TEXT EXTRACT –
Generating solutions

We see stormy waves kick up every so often as frustrated citizens demand justice, fair play and equal access to the corridors of power. The thing is, Government officials react as if they do not care, brushing aside these storms with scornful disdain for true democracy.

How could we generate solutions to rein in the State, to prevent those in power from bullying the nation, to ensure that our democracy truly works in the interest of all Guyanese?

This week Parliament hosts the brunt of the disgruntled. Inside, the political Opposition hacks away at the Government’s self-serving Budget, while outside private media owners, vocal opposition voices and disgusted citizens parade placards against the Bharrat Jagdeo distribution of broadcasting licences.
The Jagdeo distribution of channels for State-controlled media power pushed people across the society to condemn Government’s wanton acts of impropriety.

Ways of looking and feelingFrom respected former Auditor Anand Goolsarran to the Guyana Human Rights Association, the vociferous voices rose in a giant wave of passive protest.
Yesterday outside State House, people protested with vigorous anger. Leader of the Alliance For Change party, Khemraj Ramjattan,  left his Budget-slashing seat inside the House to join the parade of placards.

Two stormy waves of protests hang over our heads this week: the political Opposition’s lame effort to exercise some semblance of Parliamentary power over the Government’s proposal to spend State funds, and this vexing and annoying Jagdeo abuse of his Presidential privilege, to empower his cronies.
What no one seems able in the society to answer is this: how could we generate solutions around these problems?

We suffer under a Government that bullies the people. Though not new – as since pre-Independence this problem keeps anchoring us in a sinkhole of unimaginable political backwardness – we must start to think about how to rid ourselves of it.
The Government cannot continue to use its State power to bully us.

One reason, of course, for Government’s bullying us is that we lack leaders of genuine leadership intelligence.
For example, despite widespread favourable comments about the Government’s national Budget, the Opposition never once demonstrated the magnanimity or generosity of spirit to praise the effort.

Instead, with a juvenile glee, with a childish zeal for the perceived power it holds in a paralysed Parliament, the Opposition pounces and attacks the Budget to cut and slash and tear sections to pieces.

DATA SHOWN –

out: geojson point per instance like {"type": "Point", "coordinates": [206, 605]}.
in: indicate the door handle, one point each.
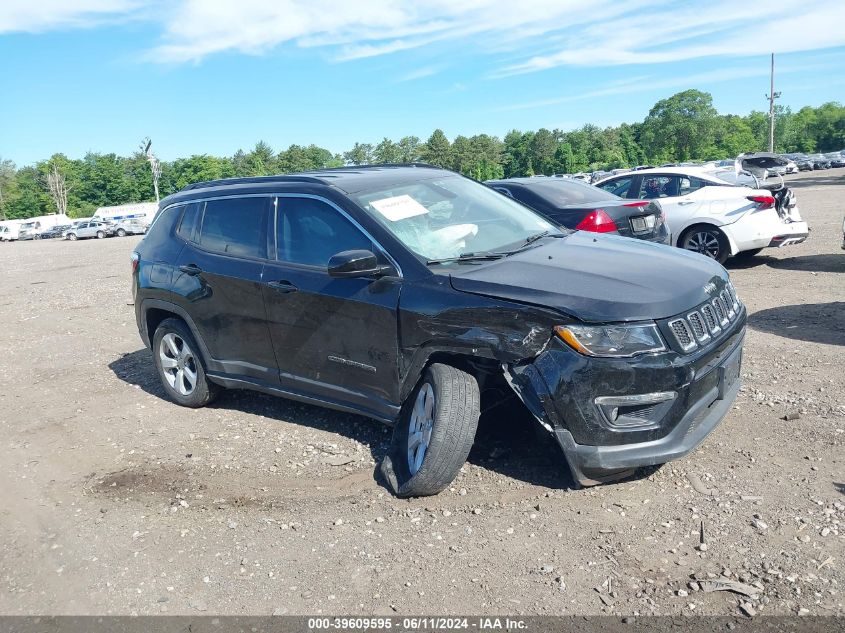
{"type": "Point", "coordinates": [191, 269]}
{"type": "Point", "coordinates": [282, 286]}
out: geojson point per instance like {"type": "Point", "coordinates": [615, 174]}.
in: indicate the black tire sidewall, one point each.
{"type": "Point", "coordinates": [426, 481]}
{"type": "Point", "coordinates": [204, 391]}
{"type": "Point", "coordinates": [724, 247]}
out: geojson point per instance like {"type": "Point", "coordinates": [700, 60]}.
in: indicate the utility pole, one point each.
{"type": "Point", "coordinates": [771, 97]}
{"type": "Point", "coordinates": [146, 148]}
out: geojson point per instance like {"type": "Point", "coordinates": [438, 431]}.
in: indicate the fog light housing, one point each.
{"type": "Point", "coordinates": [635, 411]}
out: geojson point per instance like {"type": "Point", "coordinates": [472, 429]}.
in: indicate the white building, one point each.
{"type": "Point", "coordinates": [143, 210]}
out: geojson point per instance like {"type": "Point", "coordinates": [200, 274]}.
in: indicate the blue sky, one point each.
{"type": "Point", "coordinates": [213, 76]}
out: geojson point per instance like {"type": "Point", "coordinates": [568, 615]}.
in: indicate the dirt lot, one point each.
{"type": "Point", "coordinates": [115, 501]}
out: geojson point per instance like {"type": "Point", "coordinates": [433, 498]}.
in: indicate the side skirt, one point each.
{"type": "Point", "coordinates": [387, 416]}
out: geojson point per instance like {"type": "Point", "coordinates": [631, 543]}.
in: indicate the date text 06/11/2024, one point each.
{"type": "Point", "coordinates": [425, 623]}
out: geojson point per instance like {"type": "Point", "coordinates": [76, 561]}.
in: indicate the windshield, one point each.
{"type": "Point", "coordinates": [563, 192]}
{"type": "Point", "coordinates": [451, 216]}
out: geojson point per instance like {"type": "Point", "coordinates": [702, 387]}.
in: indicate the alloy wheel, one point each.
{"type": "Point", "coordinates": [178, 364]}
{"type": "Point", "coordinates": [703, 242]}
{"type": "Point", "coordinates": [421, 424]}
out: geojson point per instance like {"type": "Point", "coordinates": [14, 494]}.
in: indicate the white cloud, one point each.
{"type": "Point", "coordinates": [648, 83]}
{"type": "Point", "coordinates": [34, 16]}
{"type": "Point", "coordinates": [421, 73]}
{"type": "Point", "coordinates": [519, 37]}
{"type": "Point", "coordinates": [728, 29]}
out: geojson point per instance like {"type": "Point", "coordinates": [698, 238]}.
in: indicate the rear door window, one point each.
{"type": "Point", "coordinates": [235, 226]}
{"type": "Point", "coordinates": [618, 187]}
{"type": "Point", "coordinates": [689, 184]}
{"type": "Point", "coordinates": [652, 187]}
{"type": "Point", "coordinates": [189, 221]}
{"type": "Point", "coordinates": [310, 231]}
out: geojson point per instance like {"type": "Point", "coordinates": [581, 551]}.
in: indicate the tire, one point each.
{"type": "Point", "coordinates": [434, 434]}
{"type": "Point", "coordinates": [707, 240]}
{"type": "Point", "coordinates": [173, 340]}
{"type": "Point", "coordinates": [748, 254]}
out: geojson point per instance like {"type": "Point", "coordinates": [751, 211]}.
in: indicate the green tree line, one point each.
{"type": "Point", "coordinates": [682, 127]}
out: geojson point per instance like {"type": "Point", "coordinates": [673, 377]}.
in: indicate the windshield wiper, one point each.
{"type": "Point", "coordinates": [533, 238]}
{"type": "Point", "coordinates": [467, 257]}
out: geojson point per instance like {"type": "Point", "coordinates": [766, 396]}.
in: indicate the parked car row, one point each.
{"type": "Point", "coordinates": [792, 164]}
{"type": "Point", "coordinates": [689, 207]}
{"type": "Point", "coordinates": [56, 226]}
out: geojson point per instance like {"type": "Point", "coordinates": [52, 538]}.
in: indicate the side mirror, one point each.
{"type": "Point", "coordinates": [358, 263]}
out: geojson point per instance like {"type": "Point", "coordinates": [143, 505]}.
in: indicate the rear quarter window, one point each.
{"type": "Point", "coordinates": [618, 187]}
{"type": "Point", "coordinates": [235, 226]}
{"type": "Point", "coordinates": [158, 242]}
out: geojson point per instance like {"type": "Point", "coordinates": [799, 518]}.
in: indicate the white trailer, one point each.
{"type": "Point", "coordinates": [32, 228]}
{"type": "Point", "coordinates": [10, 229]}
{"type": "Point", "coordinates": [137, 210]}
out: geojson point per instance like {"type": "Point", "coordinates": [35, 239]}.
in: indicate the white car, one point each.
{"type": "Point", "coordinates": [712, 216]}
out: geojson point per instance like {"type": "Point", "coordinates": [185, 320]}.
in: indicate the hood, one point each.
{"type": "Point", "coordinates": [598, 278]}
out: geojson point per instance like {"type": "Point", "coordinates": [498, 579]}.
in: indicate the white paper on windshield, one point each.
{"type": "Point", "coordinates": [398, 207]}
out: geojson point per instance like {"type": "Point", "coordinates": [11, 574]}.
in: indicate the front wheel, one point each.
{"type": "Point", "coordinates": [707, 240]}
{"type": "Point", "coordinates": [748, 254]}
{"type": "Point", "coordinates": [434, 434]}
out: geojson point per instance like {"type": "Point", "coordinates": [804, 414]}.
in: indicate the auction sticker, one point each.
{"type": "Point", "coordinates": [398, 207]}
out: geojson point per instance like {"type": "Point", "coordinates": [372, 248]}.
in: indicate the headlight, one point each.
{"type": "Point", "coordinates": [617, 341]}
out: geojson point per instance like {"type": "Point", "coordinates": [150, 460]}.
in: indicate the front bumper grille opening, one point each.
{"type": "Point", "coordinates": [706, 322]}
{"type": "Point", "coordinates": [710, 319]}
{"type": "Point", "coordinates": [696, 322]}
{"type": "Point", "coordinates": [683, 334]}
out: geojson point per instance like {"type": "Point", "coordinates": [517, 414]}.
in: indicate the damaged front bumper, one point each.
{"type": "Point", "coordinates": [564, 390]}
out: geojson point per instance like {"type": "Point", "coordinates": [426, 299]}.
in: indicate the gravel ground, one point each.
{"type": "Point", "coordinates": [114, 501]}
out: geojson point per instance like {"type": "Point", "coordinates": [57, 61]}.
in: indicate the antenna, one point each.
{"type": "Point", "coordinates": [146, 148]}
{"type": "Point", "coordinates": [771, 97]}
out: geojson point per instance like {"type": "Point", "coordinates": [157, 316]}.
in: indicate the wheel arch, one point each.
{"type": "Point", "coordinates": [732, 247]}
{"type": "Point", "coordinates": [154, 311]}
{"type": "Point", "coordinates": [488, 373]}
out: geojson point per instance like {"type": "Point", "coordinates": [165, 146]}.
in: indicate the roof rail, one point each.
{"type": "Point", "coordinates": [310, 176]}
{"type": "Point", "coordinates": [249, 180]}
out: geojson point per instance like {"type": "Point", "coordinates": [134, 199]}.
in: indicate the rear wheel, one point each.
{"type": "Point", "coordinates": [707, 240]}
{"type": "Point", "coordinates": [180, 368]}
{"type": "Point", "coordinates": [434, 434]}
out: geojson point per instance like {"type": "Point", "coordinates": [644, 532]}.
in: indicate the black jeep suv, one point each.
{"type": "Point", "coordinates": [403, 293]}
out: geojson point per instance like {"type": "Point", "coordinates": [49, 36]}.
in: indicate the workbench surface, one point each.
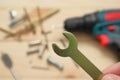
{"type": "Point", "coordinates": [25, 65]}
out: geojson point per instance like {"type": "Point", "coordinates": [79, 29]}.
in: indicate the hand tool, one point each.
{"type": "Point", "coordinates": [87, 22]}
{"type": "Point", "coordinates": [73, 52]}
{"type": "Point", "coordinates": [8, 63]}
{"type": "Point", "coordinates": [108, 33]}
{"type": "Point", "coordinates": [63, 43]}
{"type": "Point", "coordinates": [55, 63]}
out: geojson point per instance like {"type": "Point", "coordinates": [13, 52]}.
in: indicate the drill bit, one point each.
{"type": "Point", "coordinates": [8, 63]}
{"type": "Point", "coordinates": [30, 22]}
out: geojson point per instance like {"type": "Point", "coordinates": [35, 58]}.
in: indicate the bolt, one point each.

WRITTEN REQUEST 1 – Name every person identified by name in the commentary on Guyana's Government and Opposition.
WRITTEN REQUEST 2 – Proceed with the commentary on Guyana's Government and Opposition, picking up after its final sentence.

EXPECTED OUTPUT 1 – Bharrat Jagdeo, Anand Goolsarran, Khemraj Ramjattan

EXPECTED OUTPUT 2 –
How could the Opposition best deal with the Government’s National Budget?
Last year citizens saw the slash and cut efforts produce nothing of substance. People feel it was all a waste of time, energy and State funds.
How do we generate the solutions that work best for us?

How do we deal with a Jagdeo, who seems so contemptuous in his response to critics?

Protesting and carrying placards in the public square cannot generate the solutions we want.

We see from last year that slashing and cutting and tearing up sections of the Budget achieve nothing at all.

In the face of a complete lack of power in Parliament, the Opposition grasps at these cuts to fool itself that it is relevant. But in our post-1980 political power structure, an Opposition never became relevant. Parliament is but a showcase, lacking substance. Like the role of the Prime Minister, the House sits like a ceremonious fat-cat, lacking teeth.

Government’s Cabinet, sitting behind closed door, embodies the true political power in this country.
Adding to this scenario, we see too many of the Government critics harbouring personal vendettas against Jagdeo’s acrimonious, strife-ridden style of leadership.

Some sections of the private media, and a wide swath of the political opposition, cannot exercise the professionalism and integrity and independence of the serious critic. These folks protest because they feel personally affronted under the steamrolling Jagdeo.

In the common cause of opposing the Jagdeo tendency of this Government to bully its way to executive power and personal riches, we see critics joining hands across the society. The waves of protests then blur into confusion, with people venting personal vendettas joining with serious critics.

So we lack leadership of intelligence and genuine care. Although a few voices – like Anand Goolsarran, Ralph Ramkarran, Henry Jeffrey and Clive Thomas – maintain their professional integrity, citizens can no longer take the waves of protest that erupt every so often with a serious face.

People therefore tend to ignore the Budget circus inside the National Assembly, and look on with mere curious interest at the placard protesters.
Where does this leave us as a people?

We must learn to generate solutions, instead of propelling waves of protest that get nowhere but offer a show of power, while lacking the substance of achieving results.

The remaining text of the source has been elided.